Point annotation dataset rows
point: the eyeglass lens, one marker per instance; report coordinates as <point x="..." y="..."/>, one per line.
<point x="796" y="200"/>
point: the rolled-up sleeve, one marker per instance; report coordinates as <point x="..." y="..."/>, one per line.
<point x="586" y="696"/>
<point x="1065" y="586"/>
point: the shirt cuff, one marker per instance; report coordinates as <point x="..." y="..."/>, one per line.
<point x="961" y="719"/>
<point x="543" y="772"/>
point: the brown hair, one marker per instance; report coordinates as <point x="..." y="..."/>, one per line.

• _Problem statement_
Rewrite all the rows above, changing every "one marker per instance" to "a single marker for each instance" and keeping everything else the same.

• _Output below_
point: the eyeglass lens, a single marker for each instance; report coordinates as <point x="..." y="..."/>, one per line.
<point x="796" y="200"/>
point: the rolled-up sleeve, a single marker for each instance; report coordinates as <point x="..." y="..."/>, one per line.
<point x="586" y="696"/>
<point x="1065" y="586"/>
point: the shirt cuff, a single marker for each instance; report coordinates as <point x="..." y="..."/>, one per line.
<point x="961" y="719"/>
<point x="543" y="772"/>
point: the brown hair, a single marker for each instance; report coordinates as <point x="..." y="..."/>, one per line.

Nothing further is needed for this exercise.